YOUR INSTRUCTIONS: Locate every line in the items below that contains the word "background" and copy each of those lines.

EXERCISE INPUT:
•••••
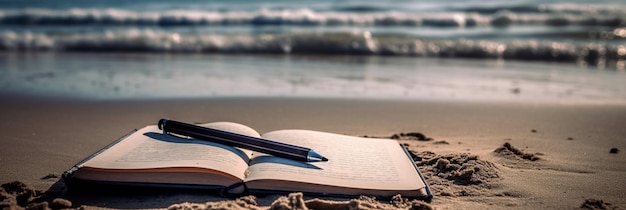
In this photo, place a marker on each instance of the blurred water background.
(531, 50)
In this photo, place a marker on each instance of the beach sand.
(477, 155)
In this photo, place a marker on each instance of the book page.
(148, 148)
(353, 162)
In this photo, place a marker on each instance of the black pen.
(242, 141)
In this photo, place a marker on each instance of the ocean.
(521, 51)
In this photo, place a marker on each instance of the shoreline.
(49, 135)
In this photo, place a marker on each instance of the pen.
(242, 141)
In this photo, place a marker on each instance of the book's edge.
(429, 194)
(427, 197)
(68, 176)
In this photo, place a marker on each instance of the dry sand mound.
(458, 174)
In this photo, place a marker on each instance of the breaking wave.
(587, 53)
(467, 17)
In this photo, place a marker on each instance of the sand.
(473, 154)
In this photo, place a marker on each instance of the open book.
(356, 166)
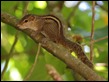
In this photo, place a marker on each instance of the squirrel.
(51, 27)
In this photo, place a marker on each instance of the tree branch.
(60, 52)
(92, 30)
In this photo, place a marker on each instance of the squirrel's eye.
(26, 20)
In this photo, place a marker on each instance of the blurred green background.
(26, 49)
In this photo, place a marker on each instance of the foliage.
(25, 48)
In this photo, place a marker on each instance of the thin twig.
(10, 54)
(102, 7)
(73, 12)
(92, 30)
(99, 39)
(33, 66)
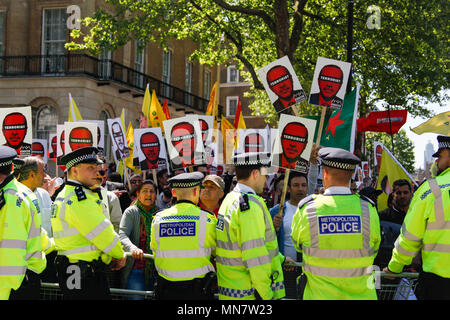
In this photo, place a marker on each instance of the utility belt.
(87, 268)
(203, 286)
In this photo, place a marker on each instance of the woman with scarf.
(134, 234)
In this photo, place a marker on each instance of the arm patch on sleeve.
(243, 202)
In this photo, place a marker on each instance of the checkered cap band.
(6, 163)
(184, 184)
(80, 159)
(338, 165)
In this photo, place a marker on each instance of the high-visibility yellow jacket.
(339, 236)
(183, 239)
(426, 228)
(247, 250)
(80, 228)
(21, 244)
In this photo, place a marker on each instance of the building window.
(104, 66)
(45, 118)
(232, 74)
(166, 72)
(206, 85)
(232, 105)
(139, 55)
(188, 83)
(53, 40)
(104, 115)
•••••
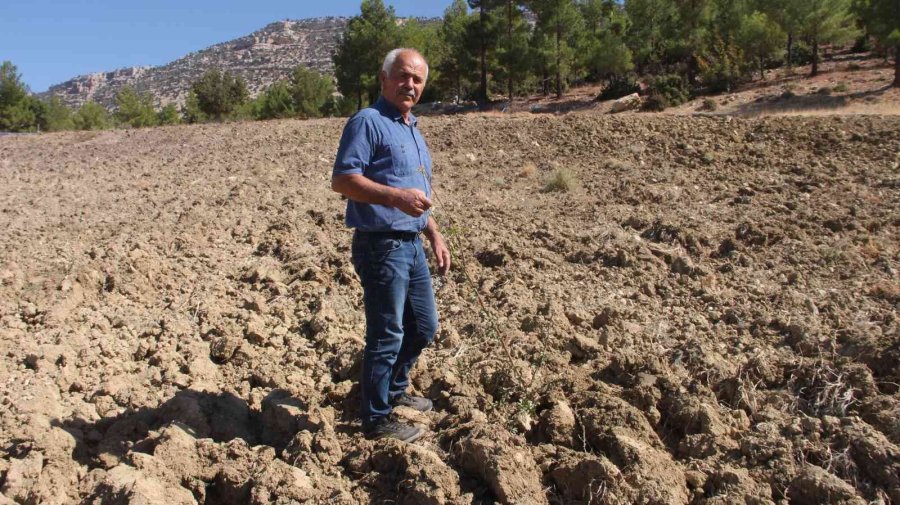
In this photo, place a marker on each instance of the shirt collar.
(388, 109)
•••••
ANSWER:
In this photo, place a marker on each instance of the blurred water background.
In this photo, place a marker on each instance of the blurred green background.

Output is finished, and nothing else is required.